** Aim **
Reproduce all of the records below, replacing each "Query" with "Label" and keeping everything else the same. Leave the pictures out.
* START Material shown *
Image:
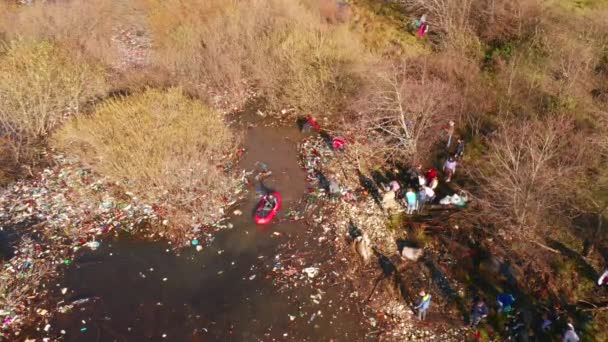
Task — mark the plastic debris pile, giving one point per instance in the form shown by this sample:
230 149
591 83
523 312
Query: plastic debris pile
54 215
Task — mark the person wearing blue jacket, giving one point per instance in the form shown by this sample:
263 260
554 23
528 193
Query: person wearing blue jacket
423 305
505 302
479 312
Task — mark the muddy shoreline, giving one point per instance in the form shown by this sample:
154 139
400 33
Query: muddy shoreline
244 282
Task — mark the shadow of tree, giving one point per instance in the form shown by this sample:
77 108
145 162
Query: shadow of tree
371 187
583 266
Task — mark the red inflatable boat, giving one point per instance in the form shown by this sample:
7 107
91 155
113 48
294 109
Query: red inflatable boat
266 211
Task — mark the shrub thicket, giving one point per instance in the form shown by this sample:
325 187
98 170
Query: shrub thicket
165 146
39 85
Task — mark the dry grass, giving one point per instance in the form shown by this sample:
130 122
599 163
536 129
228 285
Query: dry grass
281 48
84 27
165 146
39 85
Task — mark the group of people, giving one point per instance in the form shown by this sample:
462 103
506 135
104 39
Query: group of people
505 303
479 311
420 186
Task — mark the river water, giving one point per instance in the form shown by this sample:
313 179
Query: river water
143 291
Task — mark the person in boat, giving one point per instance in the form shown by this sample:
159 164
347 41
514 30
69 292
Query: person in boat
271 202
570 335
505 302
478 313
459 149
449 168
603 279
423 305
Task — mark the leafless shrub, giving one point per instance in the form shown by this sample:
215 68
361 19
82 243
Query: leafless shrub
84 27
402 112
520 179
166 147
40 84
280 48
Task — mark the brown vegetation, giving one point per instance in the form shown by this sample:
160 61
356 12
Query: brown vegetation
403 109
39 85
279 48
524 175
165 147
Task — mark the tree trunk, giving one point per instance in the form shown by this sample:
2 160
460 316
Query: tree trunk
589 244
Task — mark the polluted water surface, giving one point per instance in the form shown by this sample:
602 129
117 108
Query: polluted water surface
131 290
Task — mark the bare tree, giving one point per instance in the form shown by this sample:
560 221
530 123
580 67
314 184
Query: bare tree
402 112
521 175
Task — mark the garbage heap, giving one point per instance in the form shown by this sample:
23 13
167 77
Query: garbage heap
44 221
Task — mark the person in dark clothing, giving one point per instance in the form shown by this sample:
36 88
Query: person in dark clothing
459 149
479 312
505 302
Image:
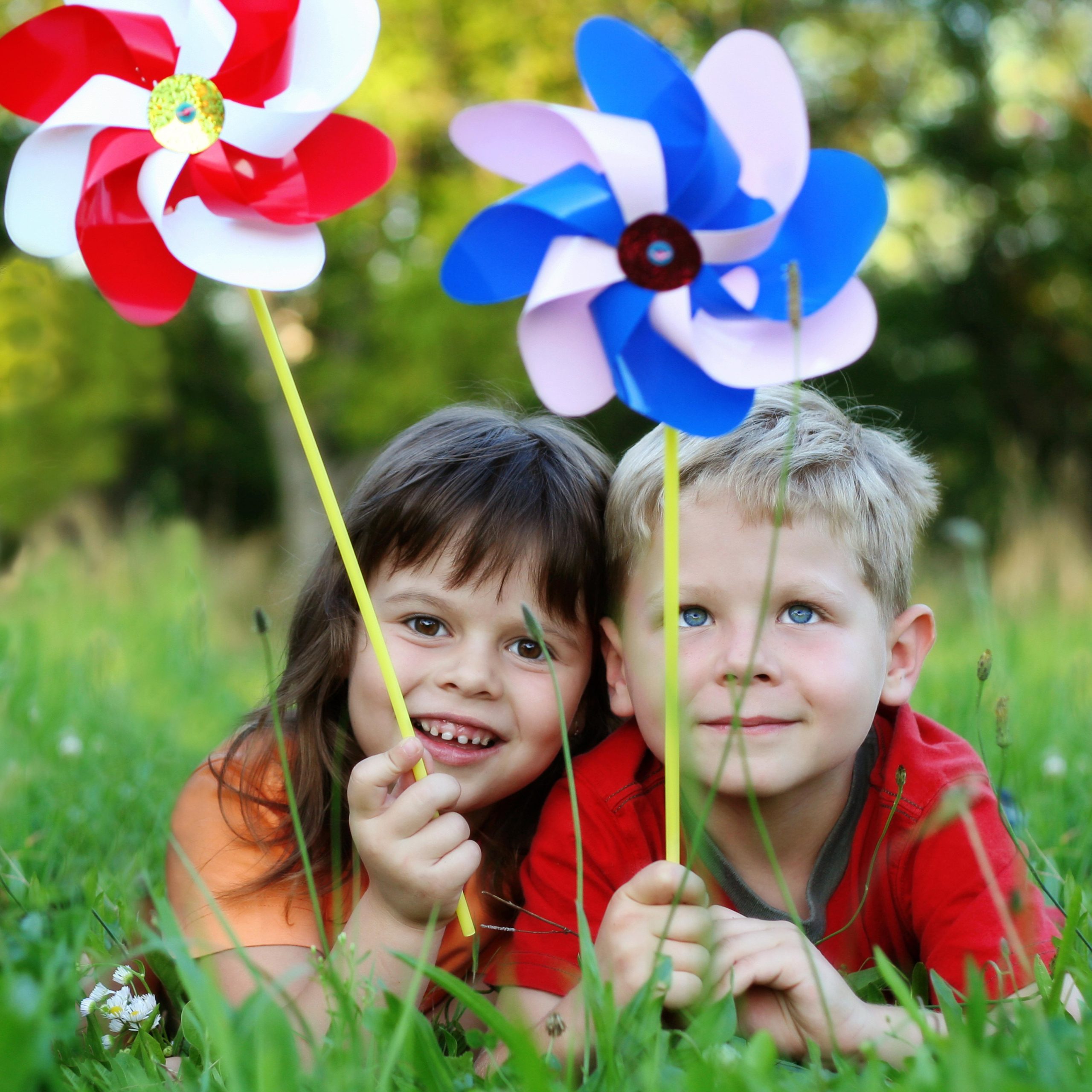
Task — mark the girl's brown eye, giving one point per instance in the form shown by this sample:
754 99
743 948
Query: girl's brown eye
* END Material shown *
** Final result **
Image:
Task — mark the plastic debris pile, giving one point per instance in the form shown by this sample:
230 149
591 83
523 312
Label: plastic debris pile
54 215
Task — mark the person wearing blue jacket, giving one point per instance in the form shown by this sample:
263 260
554 23
528 193
Label: person wearing blue jacket
423 305
505 302
479 312
Task — mark the muddy shoreline, giving one point per instance in the form shown by this sample:
154 139
400 33
Label: muddy shoreline
244 282
Task — mark the shadow of tree, giving one point per instance in the form shown by this sample:
77 108
145 162
Label: shadow of tree
371 187
583 266
Task — mark the red inflatable boat, giving one point per instance in the form shown by this sample:
7 107
91 155
113 48
294 109
Label: red inflatable boat
266 211
Task — mark the shrub thicket, giving one point per instance in the form shown by this sample:
325 187
98 170
Label: shrub thicket
165 146
39 85
Task — mark the dry grass, giving one point per instance in the form shown by this sample:
130 122
599 163
536 129
228 285
Label: dry grass
281 48
84 27
165 146
39 85
Task — mark the group of people, giving one point per instance in the form shown by this sample:
462 103
506 135
104 39
Label: group of people
505 303
479 311
420 186
Task — mark the river water, giving one point per instance in the form shown by this sample:
313 179
Label: river water
143 291
Task — mark the person in boat, giving one point per instance in the form shown by this sample:
159 164
347 41
514 30
69 292
Label: person in boat
271 202
570 335
505 302
478 313
459 149
449 168
603 279
423 305
Task — mark the leafless shrub, giving one point per instance in the form shown by this sample:
215 68
361 19
82 243
Label: leafless shrub
84 27
402 112
520 179
166 147
40 84
280 48
Task — mark the brown vegetation, giving one point per instance in the form shown by this sample:
160 61
356 12
Label: brown vegetation
403 109
39 85
279 48
524 175
165 147
Task — mark the tree trunk, giving one point per instance in the form shown by this sample:
2 160
460 316
Label: tree trunk
589 244
Task — mark the polluted water surface, giving one point per instance in the form shown by this sample:
602 129
117 108
Label: polluted water surface
131 290
Task — mark the bare tree, giving one point per instance in the form shown by this sample:
560 221
530 123
580 67
314 184
Label: bare tree
402 112
521 175
Task — mark the garbage heap, giving one point per instance in the form shown by this sample:
23 13
167 77
Label: garbage heap
44 221
Task — mark the person in dark clothing, giving one point per instance in the form shown by this sample:
36 88
Label: person in dark clothing
459 149
479 312
505 302
Image:
Task — mark the girl's brown eye, giving one point per instance in the form shown by this sample:
754 99
743 948
Label: girl's brown eye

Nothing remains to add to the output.